• **DOCUMENT SECTION**:
────────
Non-equilibrium thermodynamics of diffusion in fluctuating potentials

TL;DR

This paper develops analytical methods to quantify entropy production in non-equilibrium diffusion processes influenced by fluctuating potentials, with applications to stochastic resetting, optical traps, and biological systems.

Contribution

It provides exact analytical results for entropy production in systems driven by arbitrary fluctuating potentials, extending non-equilibrium thermodynamics to complex stochastic environments.

Findings

Derived formulas for steady-state entropy production in fluctuating potentials.

Analyzed a harmonic trap with time-varying stiffness, including Markovian fluctuations.

Introduced an effective stochastic resetting model with finite entropy production.

Abstract

A positive rate of entropy production at steady state is a distinctive feature of truly non-equilibrium processes. Exact results, while being often limited to simple models, offer a unique opportunity to explore the thermodynamic features of these processes in full details. Here we derive analytical results for the steady-state rate of entropy production in single particle systems driven away from equilibrium by the fluctuations of an external potential of arbitrary shapes. Subsequently, we provide exact results for a diffusive particle in a harmonic trap whose potential stiffness varies in time according to both discrete and continuous Markov processes. In particular, studying the case of a fully intermittent potential allows us to introduce an effective model of stochastic resetting for which it is possible to obtain finite non-negative entropy production. Altogether, this work lays the foundation for a non-equilibrium thermodynamic theory of fluctuating potentials, with immediate applications to stochastic resetting processes, fluctuations in optical traps and fluctuating interactions in living systems.
────────
• **DATASET EXCERPTS**:
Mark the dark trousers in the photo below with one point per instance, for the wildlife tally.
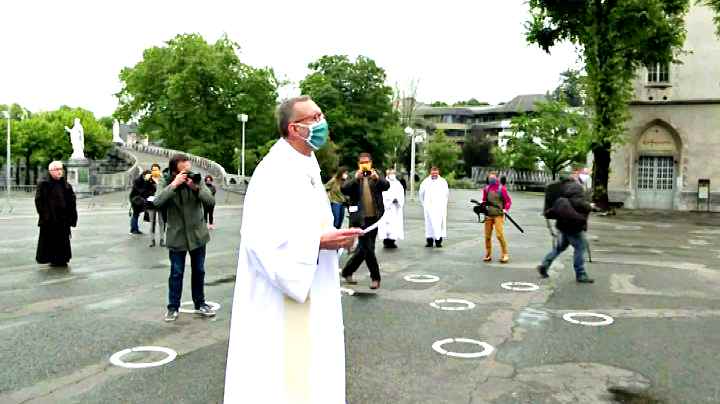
(209, 218)
(134, 221)
(177, 268)
(338, 214)
(365, 252)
────────
• **QUESTIONS ON THE MATERIAL**:
1: According to the summary of the entropy production paper, what kind of trap was analyzed with time-varying stiffness?
2: In the summary of the entropy production paper, switch "biological systems" to "living systems" in the part that opens with the words containing "This paper develops" and closes with "complex stochastic environments.".

• **EXPECTED RESPONSES**:
1: A harmonic trap.

2:
This paper develops analytical methods to quantify entropy production in non-equilibrium diffusion processes influenced by fluctuating potentials, with applications to stochastic resetting, optical traps, and living systems.

Contribution

It provides exact analytical results for entropy production in systems driven by arbitrary fluctuating potentials, extending non-equilibrium thermodynamics to complex stochastic environments.